▶ Problem to solve
Look through the listing and report every line that has "detection" in it.

▶ Supplied entries
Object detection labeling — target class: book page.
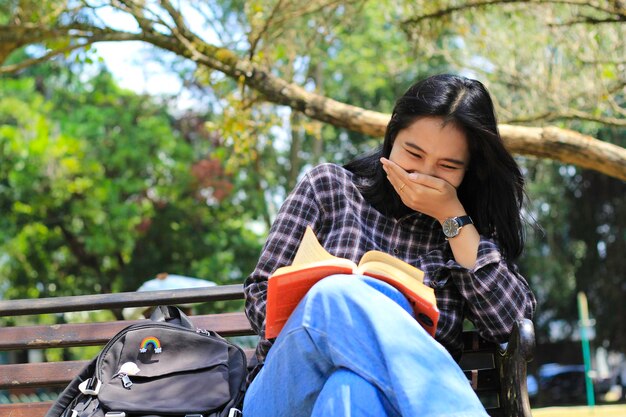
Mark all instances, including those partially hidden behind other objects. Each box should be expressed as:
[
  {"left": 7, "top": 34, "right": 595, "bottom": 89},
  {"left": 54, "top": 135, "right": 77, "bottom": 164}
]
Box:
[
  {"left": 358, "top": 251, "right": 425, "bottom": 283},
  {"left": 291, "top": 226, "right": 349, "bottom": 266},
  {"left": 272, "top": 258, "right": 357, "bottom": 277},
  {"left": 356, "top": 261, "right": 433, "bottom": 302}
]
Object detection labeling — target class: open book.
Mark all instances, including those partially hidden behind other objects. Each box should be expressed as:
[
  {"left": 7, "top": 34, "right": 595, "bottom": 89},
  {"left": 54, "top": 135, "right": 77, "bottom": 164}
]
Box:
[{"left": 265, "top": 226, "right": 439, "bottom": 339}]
--
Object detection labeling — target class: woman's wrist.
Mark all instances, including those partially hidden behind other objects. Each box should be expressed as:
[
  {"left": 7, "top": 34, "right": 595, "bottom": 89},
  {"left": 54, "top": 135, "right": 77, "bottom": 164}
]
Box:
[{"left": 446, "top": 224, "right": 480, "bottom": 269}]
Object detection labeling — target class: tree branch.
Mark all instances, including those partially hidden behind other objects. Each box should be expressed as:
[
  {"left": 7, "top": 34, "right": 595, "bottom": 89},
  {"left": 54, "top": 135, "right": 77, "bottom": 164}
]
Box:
* * *
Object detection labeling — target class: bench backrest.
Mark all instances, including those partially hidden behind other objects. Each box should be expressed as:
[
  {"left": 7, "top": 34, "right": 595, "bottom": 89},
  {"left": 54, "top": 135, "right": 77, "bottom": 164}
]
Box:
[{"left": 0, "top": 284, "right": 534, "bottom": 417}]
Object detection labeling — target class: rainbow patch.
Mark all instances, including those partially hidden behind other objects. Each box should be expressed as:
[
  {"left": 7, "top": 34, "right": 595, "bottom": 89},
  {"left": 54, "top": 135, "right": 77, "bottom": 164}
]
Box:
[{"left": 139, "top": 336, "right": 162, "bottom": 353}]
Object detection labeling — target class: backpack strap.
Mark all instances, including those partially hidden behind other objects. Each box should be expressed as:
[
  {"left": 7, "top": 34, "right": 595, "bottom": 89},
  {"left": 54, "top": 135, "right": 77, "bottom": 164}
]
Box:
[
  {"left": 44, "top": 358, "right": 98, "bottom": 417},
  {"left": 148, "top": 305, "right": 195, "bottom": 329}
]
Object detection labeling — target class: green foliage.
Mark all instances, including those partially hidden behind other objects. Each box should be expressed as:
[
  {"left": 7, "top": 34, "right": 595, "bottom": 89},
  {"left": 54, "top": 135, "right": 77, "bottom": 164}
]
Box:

▶ Exercise result
Object detection labeling — target class: book page.
Object detection labeling — target class: open book.
Object detection labeling — target class: woman's wrist.
Object detection labeling — target class: tree branch.
Object detection labeling — target class: bench backrest.
Object detection labeling — target class: rainbow patch.
Object detection labeling — target class: backpack strap.
Object detection labeling — target class: green foliage.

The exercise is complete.